== Document text ==
But no industry right now is accelerating investments the way chip makers are. Of the 20 industries with the biggest capex outlays, the semiconductor sector’s year-over-year leap in capital expenditures this year is the largest at 32%—about 2.5 times bigger than the average, according to S&P Global Ratings, based on analysis of the world’s 2,000 largest nonfinancial public companies.

The semiconductor world’s spending on advanced chips is often planned and executed in close coordination with the needs of buyers. “They’ve generally done a good job” historically, said Christopher Taylor, a director at market-researcher Strategy Analytics who focuses on tech components.

The uptick reflects how much next-generation semiconductors cost to produce. A single chip-making plant, or fab, can cost up to $20 billion.

Setting up “clean rooms”—needed to ensure the chips stay free of impurities—can cost half a billion dollars. A single photolithography machine, which imprints chip designs on a silicon wafer, can stretch to $150 million. Even process-control equipment can total $10 million apiece. The latest advanced fabs may have hundreds of these types of machines.

Makers of semiconductor equipment are flourishing. Lam Research Corp., a Fremont, Calif.-based firm that makes wafer-processing equipment, has reported six straight quarters of record revenue. Netherlands-based ASML Holding NV, the only producer of the industry’s most advanced lithography equipment, is fully booked through the start of 2023.

“I would not think of this as a peak,” said ASML Chief Executive Peter Wennink on a recent earnings call. Sales could climb through 2025, he said.

Going forward, the restrained bets on the hardest-hit types of semiconductors mean that the world’s legacy-chip supply won’t catch up with projected demand through 2024, Counterpoint Research, a tech-market researcher, estimates.

Many legacy-chip makers are hesitant to make big investments for new capacity because by the time a new factory starts production in a few years, there may not be the same demand, resulting in underused plants and losses. “If you think about oversupply, that’s very scary,” said Dale Gai, a Taiwan-based research director at Counterpoint who focuses on semiconductors.
===
● Work task 1: In the chip-spending text, repeat verbatim the part that begins with the words containing "Going forward, the" and ends with "tech-market researcher, estimates.".
● Work task 2: According to the chip-spending text, why are many legacy-chip makers reluctant to invest heavily in new capacity? Answer in one to three sentences.
● Work task 3: What price can a single photolithography machine reach, according to the chip-spending text?
== Dataset entries ==
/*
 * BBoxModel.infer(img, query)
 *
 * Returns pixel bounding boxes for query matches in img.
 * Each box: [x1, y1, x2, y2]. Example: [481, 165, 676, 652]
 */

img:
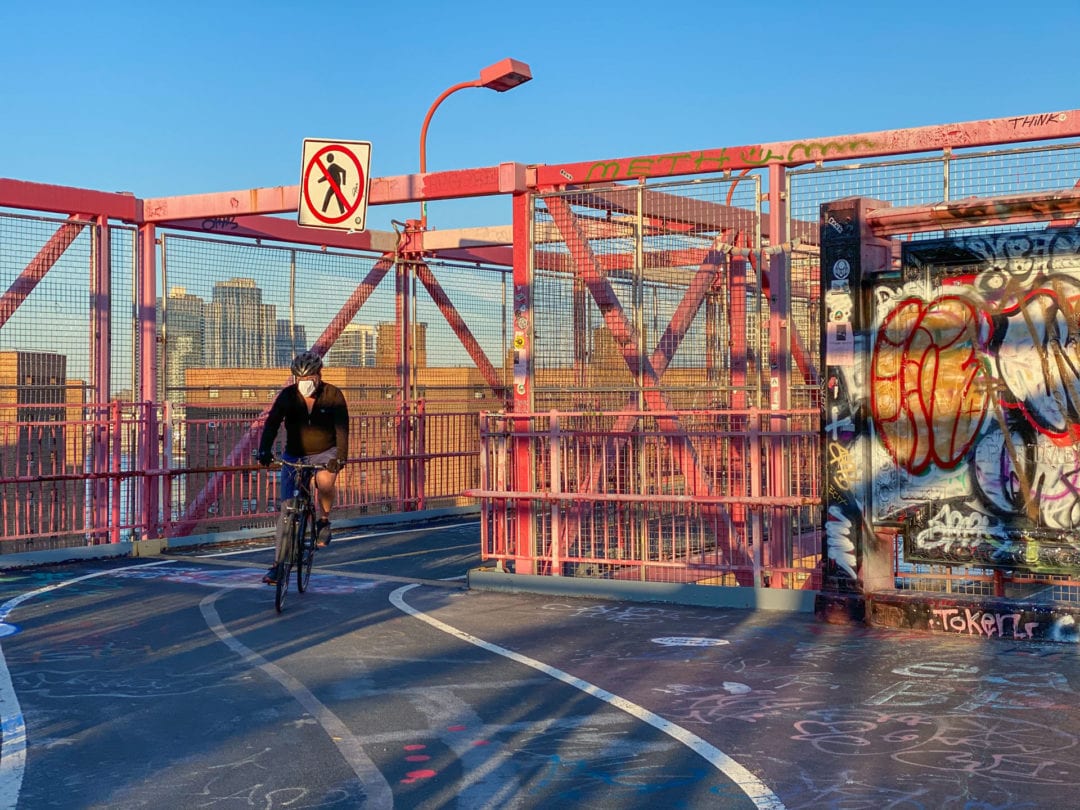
===
● Expected answer 1:
Going forward, the restrained bets on the hardest-hit types of semiconductors mean that the world’s legacy-chip supply won’t catch up with projected demand through 2024, Counterpoint Research, a tech-market researcher, estimates.

● Expected answer 2: By the time a new factory begins production a few years later, demand may no longer be the same. This could leave plants underused and lead to losses.

● Expected answer 3: $150 million.